----- Input rows -----

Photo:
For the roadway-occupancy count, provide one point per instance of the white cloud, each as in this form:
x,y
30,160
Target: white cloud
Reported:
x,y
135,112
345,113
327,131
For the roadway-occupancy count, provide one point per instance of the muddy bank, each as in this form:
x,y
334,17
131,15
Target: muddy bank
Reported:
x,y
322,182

-----
----- Input rows -----

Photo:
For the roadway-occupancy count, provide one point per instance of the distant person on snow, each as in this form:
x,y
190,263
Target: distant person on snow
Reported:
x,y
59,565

-----
----- Input rows -----

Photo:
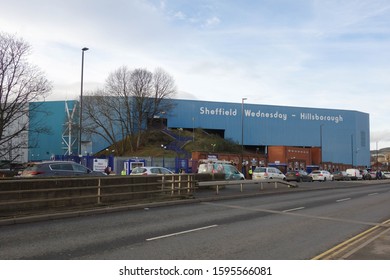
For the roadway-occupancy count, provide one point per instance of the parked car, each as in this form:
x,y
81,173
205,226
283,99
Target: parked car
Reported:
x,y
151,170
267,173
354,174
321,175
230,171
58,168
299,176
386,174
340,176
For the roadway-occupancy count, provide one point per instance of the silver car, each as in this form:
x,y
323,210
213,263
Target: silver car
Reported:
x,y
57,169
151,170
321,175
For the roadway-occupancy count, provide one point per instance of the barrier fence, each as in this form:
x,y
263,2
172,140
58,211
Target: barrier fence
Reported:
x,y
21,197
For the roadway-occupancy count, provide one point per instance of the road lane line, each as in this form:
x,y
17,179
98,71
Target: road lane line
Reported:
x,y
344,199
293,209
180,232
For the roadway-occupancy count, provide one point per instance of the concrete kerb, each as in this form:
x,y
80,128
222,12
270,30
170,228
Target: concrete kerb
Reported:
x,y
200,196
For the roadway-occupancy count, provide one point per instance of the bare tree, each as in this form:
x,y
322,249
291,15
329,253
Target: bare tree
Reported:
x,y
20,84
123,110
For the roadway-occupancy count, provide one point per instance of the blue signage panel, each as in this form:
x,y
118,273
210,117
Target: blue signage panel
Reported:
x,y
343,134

-----

Count the lines in the records that contain the string "Target". State only the resulting number.

# [Completed task]
10